Work to be completed
All lines in the entries below that hold "green" make up the answer.

Supplied data

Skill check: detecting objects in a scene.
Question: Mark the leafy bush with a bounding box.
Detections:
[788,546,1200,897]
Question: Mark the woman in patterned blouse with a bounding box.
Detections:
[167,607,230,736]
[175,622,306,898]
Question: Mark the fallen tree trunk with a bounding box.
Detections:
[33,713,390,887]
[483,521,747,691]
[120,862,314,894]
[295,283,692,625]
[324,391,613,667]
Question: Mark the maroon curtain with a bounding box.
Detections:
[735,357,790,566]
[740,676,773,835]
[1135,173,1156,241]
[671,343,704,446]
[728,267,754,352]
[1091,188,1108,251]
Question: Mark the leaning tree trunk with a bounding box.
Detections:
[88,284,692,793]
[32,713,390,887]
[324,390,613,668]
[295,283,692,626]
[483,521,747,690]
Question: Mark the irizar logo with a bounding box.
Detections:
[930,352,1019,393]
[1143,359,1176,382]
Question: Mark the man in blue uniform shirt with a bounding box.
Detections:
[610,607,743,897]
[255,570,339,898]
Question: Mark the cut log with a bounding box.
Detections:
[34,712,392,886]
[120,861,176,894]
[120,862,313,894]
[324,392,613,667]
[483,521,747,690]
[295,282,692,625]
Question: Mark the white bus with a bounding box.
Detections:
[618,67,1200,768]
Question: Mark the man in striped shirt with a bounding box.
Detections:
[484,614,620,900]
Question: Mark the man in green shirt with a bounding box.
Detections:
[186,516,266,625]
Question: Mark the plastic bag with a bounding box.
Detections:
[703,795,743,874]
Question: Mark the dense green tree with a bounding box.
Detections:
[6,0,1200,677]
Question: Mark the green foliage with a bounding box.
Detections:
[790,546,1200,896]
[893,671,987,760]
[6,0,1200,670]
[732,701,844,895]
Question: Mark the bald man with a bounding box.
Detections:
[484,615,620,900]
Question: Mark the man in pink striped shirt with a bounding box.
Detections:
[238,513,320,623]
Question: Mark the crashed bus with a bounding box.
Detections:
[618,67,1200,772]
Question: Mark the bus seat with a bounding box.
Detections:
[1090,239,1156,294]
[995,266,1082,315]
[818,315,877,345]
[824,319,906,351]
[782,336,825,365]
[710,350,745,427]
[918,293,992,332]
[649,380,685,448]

Finished task
Question: Mark the man in green shirt with a bounding box.
Question: Mark the dense green tree with a bounding box.
Question: Mark the green foliage with a bounding box.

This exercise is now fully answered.